··· MATERIAL TO PROCESS ···

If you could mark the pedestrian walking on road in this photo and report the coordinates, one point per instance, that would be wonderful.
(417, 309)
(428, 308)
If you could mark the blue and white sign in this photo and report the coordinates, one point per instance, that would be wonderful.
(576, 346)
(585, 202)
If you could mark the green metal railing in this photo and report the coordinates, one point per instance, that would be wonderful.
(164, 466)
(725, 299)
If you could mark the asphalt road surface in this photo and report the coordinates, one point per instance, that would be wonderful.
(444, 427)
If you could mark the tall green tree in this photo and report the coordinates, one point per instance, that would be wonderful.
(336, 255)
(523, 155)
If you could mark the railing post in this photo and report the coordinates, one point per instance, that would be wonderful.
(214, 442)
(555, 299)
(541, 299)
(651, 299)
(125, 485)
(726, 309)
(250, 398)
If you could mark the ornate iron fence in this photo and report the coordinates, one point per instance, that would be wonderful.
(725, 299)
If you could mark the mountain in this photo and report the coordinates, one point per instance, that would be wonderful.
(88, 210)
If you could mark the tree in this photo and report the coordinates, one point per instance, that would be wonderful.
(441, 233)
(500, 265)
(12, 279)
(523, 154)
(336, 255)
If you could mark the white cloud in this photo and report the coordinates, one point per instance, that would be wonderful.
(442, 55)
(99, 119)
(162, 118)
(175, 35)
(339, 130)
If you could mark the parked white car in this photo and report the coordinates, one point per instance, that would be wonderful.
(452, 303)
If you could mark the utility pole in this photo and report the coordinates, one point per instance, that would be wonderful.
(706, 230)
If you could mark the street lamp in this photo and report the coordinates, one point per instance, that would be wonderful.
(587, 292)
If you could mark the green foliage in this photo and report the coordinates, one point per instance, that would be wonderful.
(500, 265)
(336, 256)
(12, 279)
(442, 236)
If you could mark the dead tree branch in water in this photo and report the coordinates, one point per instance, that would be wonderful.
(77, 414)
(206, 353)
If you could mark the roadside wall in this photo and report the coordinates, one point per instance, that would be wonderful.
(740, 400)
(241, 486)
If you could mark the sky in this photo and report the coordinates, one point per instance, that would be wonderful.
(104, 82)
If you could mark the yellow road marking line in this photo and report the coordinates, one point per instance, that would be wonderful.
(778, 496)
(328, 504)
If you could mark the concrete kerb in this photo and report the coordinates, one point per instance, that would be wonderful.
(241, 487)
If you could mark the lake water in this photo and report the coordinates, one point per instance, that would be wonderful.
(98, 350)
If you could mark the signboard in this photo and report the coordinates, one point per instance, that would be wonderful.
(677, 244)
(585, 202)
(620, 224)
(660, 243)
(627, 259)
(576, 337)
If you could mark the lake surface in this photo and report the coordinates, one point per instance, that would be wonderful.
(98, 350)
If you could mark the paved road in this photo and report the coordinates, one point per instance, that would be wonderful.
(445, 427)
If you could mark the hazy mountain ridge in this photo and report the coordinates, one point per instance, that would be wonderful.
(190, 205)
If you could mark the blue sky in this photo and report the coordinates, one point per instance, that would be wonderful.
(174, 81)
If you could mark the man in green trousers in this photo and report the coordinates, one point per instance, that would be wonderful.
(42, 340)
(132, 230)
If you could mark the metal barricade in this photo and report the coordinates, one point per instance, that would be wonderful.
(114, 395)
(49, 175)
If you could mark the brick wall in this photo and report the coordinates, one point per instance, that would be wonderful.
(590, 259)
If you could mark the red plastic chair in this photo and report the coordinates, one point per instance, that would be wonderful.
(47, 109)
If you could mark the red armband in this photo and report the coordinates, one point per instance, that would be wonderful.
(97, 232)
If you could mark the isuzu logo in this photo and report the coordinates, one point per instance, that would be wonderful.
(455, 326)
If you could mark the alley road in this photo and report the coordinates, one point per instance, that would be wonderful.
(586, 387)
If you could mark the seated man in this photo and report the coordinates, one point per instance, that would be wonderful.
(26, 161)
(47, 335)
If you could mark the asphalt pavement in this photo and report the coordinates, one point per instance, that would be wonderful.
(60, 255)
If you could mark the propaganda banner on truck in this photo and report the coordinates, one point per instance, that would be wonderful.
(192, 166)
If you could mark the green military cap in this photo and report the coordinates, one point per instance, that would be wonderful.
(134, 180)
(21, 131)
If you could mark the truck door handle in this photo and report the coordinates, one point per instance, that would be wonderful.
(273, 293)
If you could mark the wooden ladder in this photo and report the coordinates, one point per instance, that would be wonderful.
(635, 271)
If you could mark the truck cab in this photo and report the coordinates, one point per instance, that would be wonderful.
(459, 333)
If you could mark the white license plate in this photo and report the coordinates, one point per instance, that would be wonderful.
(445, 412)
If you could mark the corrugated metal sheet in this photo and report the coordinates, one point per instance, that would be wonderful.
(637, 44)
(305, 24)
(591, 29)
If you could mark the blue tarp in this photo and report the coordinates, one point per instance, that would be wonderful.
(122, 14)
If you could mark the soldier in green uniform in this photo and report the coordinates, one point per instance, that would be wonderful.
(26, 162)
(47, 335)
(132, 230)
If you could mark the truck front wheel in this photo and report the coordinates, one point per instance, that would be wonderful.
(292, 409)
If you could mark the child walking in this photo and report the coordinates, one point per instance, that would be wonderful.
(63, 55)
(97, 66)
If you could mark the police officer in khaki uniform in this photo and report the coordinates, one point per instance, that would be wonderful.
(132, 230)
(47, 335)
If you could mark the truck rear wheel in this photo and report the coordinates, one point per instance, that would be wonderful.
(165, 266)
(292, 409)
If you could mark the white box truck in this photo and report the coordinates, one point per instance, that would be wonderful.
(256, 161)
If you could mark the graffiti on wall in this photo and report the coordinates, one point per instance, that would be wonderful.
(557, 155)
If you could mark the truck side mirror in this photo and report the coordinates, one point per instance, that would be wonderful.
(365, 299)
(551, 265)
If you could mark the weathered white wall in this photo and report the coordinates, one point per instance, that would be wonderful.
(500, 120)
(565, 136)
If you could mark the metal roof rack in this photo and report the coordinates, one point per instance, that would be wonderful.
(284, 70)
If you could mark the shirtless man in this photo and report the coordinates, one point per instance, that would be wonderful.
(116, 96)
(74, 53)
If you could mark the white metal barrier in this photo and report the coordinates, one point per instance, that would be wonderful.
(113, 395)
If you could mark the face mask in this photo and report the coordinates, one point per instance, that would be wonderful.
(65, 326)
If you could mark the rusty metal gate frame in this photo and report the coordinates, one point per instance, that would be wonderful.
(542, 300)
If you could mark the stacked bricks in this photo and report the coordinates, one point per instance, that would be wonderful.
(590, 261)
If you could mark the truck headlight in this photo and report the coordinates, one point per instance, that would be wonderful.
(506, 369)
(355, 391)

···

Lay out the lines as a JSON list of strings, one string per line, starting at the line that contains "If you could mark the metal roof" and continuing through the end of the items. Leave out any blank lines.

[
  "If you could mark the metal roof rack in this photo and report the coordinates, one point per instance, that would be wonderful.",
  "(284, 70)",
  "If you could mark the shirtless man in this photo and report the coordinates, one point per instance, that would be wonderful.",
  "(116, 96)",
  "(74, 53)",
  "If you could mark the white metal barrier in this photo and report the coordinates, one point per instance, that would be wonderful.",
  "(113, 395)",
  "If you could mark the face mask in this photo and report the coordinates, one point per instance, that would be wonderful.",
  "(65, 326)",
  "If you could mark the rusty metal gate frame in this photo and report the coordinates, one point per instance, that would be wonderful.",
  "(542, 300)",
  "If you could mark the stacked bricks in this photo and report the coordinates, one point per instance, that would be wonderful.",
  "(590, 261)",
  "If you could mark the truck headlight in this photo and report the coordinates, one point per instance, that would be wonderful.",
  "(506, 369)",
  "(355, 391)"
]